● **INSTRUCTIONS TO FOLLOW**
Set down the full listing exactly, character for character.

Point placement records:
.....
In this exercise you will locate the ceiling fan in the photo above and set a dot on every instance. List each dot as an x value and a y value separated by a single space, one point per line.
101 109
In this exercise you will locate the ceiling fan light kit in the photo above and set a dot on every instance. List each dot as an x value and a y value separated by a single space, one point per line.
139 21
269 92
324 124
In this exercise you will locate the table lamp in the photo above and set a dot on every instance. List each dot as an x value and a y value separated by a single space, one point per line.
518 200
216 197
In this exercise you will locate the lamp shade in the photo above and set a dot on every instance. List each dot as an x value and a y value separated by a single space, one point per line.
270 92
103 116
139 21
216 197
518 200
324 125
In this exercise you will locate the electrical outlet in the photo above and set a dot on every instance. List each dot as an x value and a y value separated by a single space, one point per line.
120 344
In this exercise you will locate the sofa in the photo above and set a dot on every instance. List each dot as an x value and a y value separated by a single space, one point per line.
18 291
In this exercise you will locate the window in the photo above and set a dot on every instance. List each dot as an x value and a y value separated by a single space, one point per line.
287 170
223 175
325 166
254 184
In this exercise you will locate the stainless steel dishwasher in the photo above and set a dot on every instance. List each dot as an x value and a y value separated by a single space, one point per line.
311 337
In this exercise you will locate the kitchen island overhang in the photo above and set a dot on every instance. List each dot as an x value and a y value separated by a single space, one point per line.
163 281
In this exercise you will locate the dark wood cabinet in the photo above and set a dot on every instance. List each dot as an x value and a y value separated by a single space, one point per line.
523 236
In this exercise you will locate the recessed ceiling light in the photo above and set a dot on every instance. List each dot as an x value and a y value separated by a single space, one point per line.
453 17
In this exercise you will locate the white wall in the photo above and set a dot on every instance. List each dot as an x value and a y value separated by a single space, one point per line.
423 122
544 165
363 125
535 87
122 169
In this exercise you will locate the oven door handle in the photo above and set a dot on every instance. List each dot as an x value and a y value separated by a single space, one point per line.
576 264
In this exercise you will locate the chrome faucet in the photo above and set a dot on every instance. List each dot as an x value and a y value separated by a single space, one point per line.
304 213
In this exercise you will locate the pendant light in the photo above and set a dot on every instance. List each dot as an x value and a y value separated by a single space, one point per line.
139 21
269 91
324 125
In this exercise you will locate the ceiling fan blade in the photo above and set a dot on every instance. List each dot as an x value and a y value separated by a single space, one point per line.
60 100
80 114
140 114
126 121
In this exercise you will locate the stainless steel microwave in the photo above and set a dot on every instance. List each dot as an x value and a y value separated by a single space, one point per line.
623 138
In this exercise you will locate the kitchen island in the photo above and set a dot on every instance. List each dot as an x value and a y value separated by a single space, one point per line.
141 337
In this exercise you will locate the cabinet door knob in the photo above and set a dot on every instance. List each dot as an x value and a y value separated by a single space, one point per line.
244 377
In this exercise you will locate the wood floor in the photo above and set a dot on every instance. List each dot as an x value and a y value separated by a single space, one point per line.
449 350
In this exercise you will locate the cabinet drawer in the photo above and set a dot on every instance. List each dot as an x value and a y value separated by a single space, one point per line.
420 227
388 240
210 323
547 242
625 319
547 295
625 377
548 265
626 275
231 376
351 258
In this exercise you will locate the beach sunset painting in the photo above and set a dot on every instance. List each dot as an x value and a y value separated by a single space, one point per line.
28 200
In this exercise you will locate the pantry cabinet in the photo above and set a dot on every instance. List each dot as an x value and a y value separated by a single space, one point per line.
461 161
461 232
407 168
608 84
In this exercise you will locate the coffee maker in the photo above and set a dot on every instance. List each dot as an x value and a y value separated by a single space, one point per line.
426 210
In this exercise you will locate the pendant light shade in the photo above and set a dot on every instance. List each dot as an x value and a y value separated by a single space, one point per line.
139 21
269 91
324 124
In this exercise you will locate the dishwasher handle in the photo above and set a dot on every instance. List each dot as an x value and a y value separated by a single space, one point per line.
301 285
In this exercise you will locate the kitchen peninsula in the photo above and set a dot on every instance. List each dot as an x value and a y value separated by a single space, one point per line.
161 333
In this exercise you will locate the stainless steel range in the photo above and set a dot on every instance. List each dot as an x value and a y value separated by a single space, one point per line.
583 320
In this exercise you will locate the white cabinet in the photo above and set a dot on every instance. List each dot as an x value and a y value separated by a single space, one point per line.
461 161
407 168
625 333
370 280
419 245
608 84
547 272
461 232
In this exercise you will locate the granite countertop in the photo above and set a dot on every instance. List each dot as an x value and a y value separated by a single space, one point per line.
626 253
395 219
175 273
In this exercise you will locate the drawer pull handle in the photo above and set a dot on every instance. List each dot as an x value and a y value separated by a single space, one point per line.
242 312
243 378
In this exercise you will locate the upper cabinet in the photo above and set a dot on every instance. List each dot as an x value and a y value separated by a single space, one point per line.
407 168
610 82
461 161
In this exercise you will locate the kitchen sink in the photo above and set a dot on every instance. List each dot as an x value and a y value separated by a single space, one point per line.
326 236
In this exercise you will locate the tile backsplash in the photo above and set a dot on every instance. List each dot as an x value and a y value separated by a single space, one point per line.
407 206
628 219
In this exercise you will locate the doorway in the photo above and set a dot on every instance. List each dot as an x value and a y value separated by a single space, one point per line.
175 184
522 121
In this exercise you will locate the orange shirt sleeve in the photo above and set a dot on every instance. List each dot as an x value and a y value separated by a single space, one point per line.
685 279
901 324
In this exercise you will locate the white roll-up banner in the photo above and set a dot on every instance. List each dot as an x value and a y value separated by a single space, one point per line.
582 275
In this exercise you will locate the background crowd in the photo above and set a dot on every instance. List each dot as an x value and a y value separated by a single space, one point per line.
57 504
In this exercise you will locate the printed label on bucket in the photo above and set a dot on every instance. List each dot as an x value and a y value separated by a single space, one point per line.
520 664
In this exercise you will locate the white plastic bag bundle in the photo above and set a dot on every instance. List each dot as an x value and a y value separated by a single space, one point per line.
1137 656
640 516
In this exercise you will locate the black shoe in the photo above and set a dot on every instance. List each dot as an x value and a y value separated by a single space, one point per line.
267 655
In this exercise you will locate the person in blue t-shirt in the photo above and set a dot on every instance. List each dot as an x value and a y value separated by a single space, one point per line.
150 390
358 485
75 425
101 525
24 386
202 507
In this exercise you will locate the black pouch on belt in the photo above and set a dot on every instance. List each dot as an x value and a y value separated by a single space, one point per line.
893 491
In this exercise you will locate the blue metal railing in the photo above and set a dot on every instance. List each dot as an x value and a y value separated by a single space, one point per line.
.....
● **RESULT OF THE TASK**
In this exercise you will locate the ceiling fan in the photo above and set a dot on every instance. List each dot as an x value and a y value separated by a single space, one point per line.
101 109
In this exercise you will locate the ceiling fan light kit in the photo above and set a dot on every instance. List each dot as an x value and a y value separated by a single space, one point per line.
139 21
269 92
324 124
In this exercise you will locate the table lamp in the photo above and set a dot on every instance. List each dot as an x value and a y value separated by a single space, one point per line.
518 200
216 197
In this exercise you will locate the lamp shade in the photo above and set a dot on every instance. List each dot as an x value and a y value separated by a single space, one point per line.
270 92
103 116
139 21
216 197
518 200
324 125
In this exercise you will locate the electrical outlet in the photo above and set a dot on every instance. List each dot as an x value and a y value separated by a single space, one point per line.
120 344
In this exercise you will locate the sofa in the photo above and set a dot on every instance. List each dot as an x value and a y value separated by a single space, one point per line.
18 291
In this exercise you will locate the window in the photo above and set a dot on every instance. List each dot as an x value and a y value separated by a single space, one point per line.
287 170
223 175
325 166
254 184
In this exercise you will locate the stainless steel dishwasher in the photo above and set a dot on every instance. List each dot as an x value and a y value separated by a single space, one point per line.
311 337
In this exercise you will locate the kitchen island overhang in the photo above and set a dot on every instance. List each dot as an x value and a y value separated by a single space, one point per line.
163 281
In this exercise you will locate the dark wood cabinet in the photo above and set a dot on every instance. List each dot as an x value and a y value separated by a single space, one point per line.
523 236
In this exercise you will locate the recessed ceiling light in the photo above and set a dot on every instance. List each dot as an x value and a y value separated by a single space, one point per line.
453 17
In this exercise you will locate the white wall in the photo above and set a dot on every instance. List each dot as an x value and a y value separated by a single space, one point per line.
423 122
544 165
363 125
535 87
122 169
In this exercise you will locate the oven door handle in the photo above and set a dot on every instance. List each dot as an x value and a y value separated by a single space, one point per line.
576 264
In this exercise you will locate the chrome faucet in the photo above and set a dot on every instance. List each dot as an x value and a y value separated by a single space, one point per line.
304 213
In this exercise you will locate the pendant light in the photo above and set a dot on every instance. List each dot as an x value and a y value separated by a single space, one point per line.
139 21
269 91
324 125
In this exercise you will locate the ceiling fan blade in the photo above and set a dot on every instance. List each dot as an x value and a y value separated by a single space, one point per line.
60 100
80 114
140 114
126 121
In this exercise you will locate the stainless steel microwave in the photo above and set a dot on every instance. List each dot as an x value and a y value separated by a single space, one point per line.
623 138
In this exercise you will locate the kitchen island in the photo above and set a dot on every instance. List each dot as an x value and a y value separated by a single space, one point per line.
141 337
In this exercise you will locate the cabinet door knob in the photo above and set a dot on every instance. List each dot as an x value and a y value separated by a single space, one point per line.
244 377
In this exercise you will locate the wood floor in the photo above and set a dot on every instance. List each dot as an x value and a y value separated by a single space, one point per line.
449 350
In this exercise you will locate the cabinet drawer in the photo above and set a dot on every instance. List each dot as an x value and a y value separated by a single space, one point per line.
420 227
388 240
210 323
547 242
625 319
547 295
625 377
548 265
626 275
231 376
351 258
In this exercise you will locate the beach sunset painting in the photo above and set a dot on every instance. List each dot as an x value and a y value separated by a single space, one point per line.
28 200
In this exercise you will locate the pantry cabinet in the photo above and set a dot on every instance. List each dot as an x value and a y value separated by a single space, one point per line.
461 161
461 232
407 168
608 84
In this exercise you will locate the coffee maker in the photo above and set a dot on every instance. List each dot as an x value and a y value separated by a single space, one point per line.
426 210
In this exercise you will locate the pendant light shade in the photo above and set a dot on every instance. List each dot as an x value and a y value separated by a single space, one point per line.
139 21
269 91
324 124
In this exercise you will locate the dishwasher handle in the photo above and set a dot on every instance. List each dot as an x value and a y value separated by a single space, one point per line.
301 285
In this exercise you will locate the kitchen peninsula in the photo above and set a dot on every instance. List each dot as an x value and a y value separated by a single space, one point per line.
161 333
In this exercise you will locate the stainless steel range in the photo above and set a dot on every instance. List each dot as an x value and a y value separated by a single space, one point per line.
583 320
In this exercise you will locate the white cabinet in the photo above and set a dot on every instance. List each dot as an x value and a y value separated by a single space, one point per line.
461 161
407 168
625 333
370 280
419 245
608 84
547 272
461 232
In this exercise you will locate the granite countertop in the photo above and set a dot on every instance. List each dot as an x value and a y value separated by a single space, one point per line.
626 253
395 219
175 273
In this exercise you will locate the drawer pull handle in the photo above and set a dot on every instance. List each dot as an x value and a y value separated by a single space, one point per line.
242 312
243 378
In this exercise you will locate the upper cabinet in the photo above and set a dot on every instance. List each dot as an x value and a y value separated by a single space, one point per line.
407 168
610 82
461 161
In this exercise you will locate the kitchen sink in the photo above and set a dot on every instance. List each dot as an x value and a y value separated by a single space, one point per line.
326 236
In this exercise you will locate the tile backsplash in the photo above and set a dot on every instance. List each dot as an x value and a y value separated by a single space, one point per line.
407 206
628 219
In this exercise you will locate the doorway in the photo above and set a dot on every instance. List each dot as an x value and a y value separated by a single space, one point per line.
175 184
522 121
In this exercise you will locate the orange shirt sleeve in the photo above and set a dot on every instance. List each dot as an x value and a y value separated by a single space, one point per line.
685 279
901 324
In this exercise you will locate the white roll-up banner in the photo above and set a dot on every instance. List each dot as an x value and a y value separated by a single space, one point per line.
582 275
In this exercise you will locate the background crowd in the photo above and set a dot on every instance. List each dot as an x value and a y value separated by a single space, one point per line.
57 504
In this exercise you will locate the printed label on bucket in the photo above and set a dot on every instance. List each dot as an x value and a y value separated by a single space, one point per line.
520 664
In this exercise you will locate the white plastic bag bundle in the photo above and set a dot on every instance. List each dot as an x value and a y value separated by a single space, one point per line.
1137 656
640 516
In this exercise you will locate the black shoe in the photo above and set a dot on every instance. List each dot as an x value and a y value separated by a single space, one point per line.
267 655
In this exercise you will locate the person in blue t-shirt in the photo above and set a dot on every instance. List each dot as an x value and a y value separated by a single space, one point per line.
150 390
358 485
75 425
101 525
24 386
202 507
In this exercise you will locate the black pouch on belt in the photo above and set a dot on every instance. List each dot as an x value and a y value separated by a single space, one point per line.
893 491
In this exercise you will locate the blue metal railing in the photo above and set a dot on every instance. List each dot as an x value and a y value separated by a single space, one point per line.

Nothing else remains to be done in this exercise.